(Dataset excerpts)
════════════════════

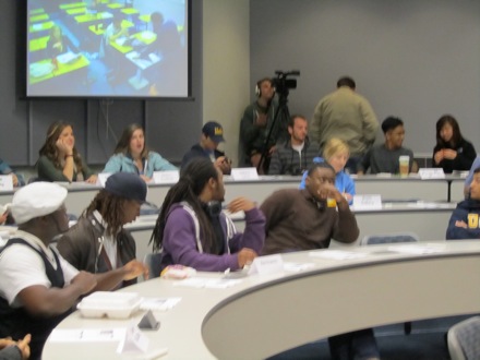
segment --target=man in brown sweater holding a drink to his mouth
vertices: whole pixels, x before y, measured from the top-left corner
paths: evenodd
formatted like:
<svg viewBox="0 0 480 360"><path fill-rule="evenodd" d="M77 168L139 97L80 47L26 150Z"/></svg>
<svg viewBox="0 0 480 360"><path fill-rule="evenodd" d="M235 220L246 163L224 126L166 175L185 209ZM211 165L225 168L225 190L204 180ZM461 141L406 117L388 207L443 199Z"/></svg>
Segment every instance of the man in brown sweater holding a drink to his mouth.
<svg viewBox="0 0 480 360"><path fill-rule="evenodd" d="M305 189L278 190L263 202L266 238L262 254L325 249L332 238L345 243L357 240L357 220L334 179L332 166L314 164ZM380 359L370 328L333 336L328 344L333 359Z"/></svg>

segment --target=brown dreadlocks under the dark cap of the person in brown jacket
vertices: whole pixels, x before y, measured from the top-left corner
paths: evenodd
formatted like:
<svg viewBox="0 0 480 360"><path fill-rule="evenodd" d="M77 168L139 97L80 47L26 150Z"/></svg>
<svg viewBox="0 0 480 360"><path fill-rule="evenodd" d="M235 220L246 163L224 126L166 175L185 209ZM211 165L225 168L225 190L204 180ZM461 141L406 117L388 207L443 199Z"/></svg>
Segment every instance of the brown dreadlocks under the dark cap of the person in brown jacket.
<svg viewBox="0 0 480 360"><path fill-rule="evenodd" d="M123 226L123 208L129 200L117 196L101 189L85 209L85 215L92 215L94 211L100 213L107 224L107 233L115 237Z"/></svg>

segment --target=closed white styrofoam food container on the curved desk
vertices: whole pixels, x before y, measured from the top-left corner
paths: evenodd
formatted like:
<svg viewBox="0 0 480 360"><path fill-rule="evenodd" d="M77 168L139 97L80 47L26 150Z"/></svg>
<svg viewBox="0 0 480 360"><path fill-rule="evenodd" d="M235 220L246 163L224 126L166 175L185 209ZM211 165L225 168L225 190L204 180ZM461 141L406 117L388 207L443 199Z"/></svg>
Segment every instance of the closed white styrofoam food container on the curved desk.
<svg viewBox="0 0 480 360"><path fill-rule="evenodd" d="M83 298L76 309L85 317L128 319L141 302L136 292L97 291Z"/></svg>

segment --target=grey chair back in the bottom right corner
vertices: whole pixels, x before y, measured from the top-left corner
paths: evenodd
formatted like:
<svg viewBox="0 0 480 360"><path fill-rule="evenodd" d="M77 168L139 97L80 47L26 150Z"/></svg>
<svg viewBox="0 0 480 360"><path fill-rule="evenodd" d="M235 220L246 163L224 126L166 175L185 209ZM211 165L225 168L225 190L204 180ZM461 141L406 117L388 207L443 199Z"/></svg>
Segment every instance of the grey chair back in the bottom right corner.
<svg viewBox="0 0 480 360"><path fill-rule="evenodd" d="M452 360L480 359L480 316L469 317L452 326L447 333Z"/></svg>

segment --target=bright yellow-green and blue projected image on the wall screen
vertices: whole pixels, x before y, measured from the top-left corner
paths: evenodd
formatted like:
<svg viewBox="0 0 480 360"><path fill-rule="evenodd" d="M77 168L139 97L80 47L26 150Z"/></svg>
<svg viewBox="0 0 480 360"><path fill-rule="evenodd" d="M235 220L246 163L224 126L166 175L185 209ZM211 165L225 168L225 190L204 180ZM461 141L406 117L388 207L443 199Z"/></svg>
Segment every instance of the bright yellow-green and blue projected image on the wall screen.
<svg viewBox="0 0 480 360"><path fill-rule="evenodd" d="M27 96L187 97L188 0L28 0Z"/></svg>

════════════════════

#### WHAT IS REQUIRED:
Repeat the records above word for word, keeping no pictures in the copy.

#### REPLY:
segment --target=man in brown sweater holding a drink to his mouth
vertices: whole pixels, x before y, measured from the top-left corner
paths: evenodd
formatted like:
<svg viewBox="0 0 480 360"><path fill-rule="evenodd" d="M77 168L139 97L80 47L26 150Z"/></svg>
<svg viewBox="0 0 480 360"><path fill-rule="evenodd" d="M235 220L246 163L224 126L166 175L185 209ZM211 165L225 168L225 190L204 180ZM461 141L406 117L388 207L443 199Z"/></svg>
Segment every instance of the man in brown sweater holding a drink to his mouth.
<svg viewBox="0 0 480 360"><path fill-rule="evenodd" d="M305 189L278 190L263 202L266 238L262 254L325 249L332 238L345 243L357 240L357 220L334 179L332 166L314 164ZM380 359L370 328L333 336L328 344L333 359Z"/></svg>

segment --target=brown dreadlocks under the dark cap of the person in brown jacket
vertices: whole pixels, x before y, measured from the top-left corner
paths: evenodd
formatted like:
<svg viewBox="0 0 480 360"><path fill-rule="evenodd" d="M77 168L139 97L80 47L26 150Z"/></svg>
<svg viewBox="0 0 480 360"><path fill-rule="evenodd" d="M235 220L246 163L224 126L166 175L185 209ZM211 165L225 168L225 190L204 180ZM461 141L406 117L388 207L443 199Z"/></svg>
Segment every instance of the brown dreadlocks under the dark cap of the person in brown jacket.
<svg viewBox="0 0 480 360"><path fill-rule="evenodd" d="M123 226L123 208L129 200L117 196L101 189L85 209L85 215L92 215L94 211L100 213L107 224L107 233L115 237Z"/></svg>

segment --target=closed white styrofoam food container on the curved desk
vertices: whole pixels, x before y, measured from the top-left corner
paths: evenodd
formatted like:
<svg viewBox="0 0 480 360"><path fill-rule="evenodd" d="M77 168L139 97L80 47L26 150Z"/></svg>
<svg viewBox="0 0 480 360"><path fill-rule="evenodd" d="M235 220L246 163L224 126L166 175L185 209ZM211 165L225 168L225 190L204 180ZM461 141L406 117L388 207L443 199Z"/></svg>
Segment every instance of the closed white styrofoam food container on the curved desk.
<svg viewBox="0 0 480 360"><path fill-rule="evenodd" d="M83 298L76 309L85 317L128 319L141 302L136 292L97 291Z"/></svg>

segment --target=grey chair back in the bottom right corner
vertices: whole pixels, x before y, measured from the top-left corner
paths: evenodd
formatted like:
<svg viewBox="0 0 480 360"><path fill-rule="evenodd" d="M77 168L139 97L80 47L26 150Z"/></svg>
<svg viewBox="0 0 480 360"><path fill-rule="evenodd" d="M235 220L246 163L224 126L166 175L185 209ZM211 165L225 168L225 190L204 180ZM461 141L406 117L388 207L443 199Z"/></svg>
Segment every instance of the grey chair back in the bottom right corner.
<svg viewBox="0 0 480 360"><path fill-rule="evenodd" d="M452 360L480 359L480 316L469 317L452 326L447 333Z"/></svg>

segment --target=bright yellow-green and blue projected image on the wall screen
vertices: whole pixels, x before y, measured from the top-left corner
paths: evenodd
formatted like:
<svg viewBox="0 0 480 360"><path fill-rule="evenodd" d="M77 168L139 97L80 47L26 150Z"/></svg>
<svg viewBox="0 0 480 360"><path fill-rule="evenodd" d="M235 220L246 163L224 126L166 175L185 209ZM211 165L225 168L225 190L204 180ZM461 141L406 117L388 207L443 199Z"/></svg>
Segment every instance of the bright yellow-green and blue projected image on the wall screen.
<svg viewBox="0 0 480 360"><path fill-rule="evenodd" d="M27 96L187 97L188 0L28 0Z"/></svg>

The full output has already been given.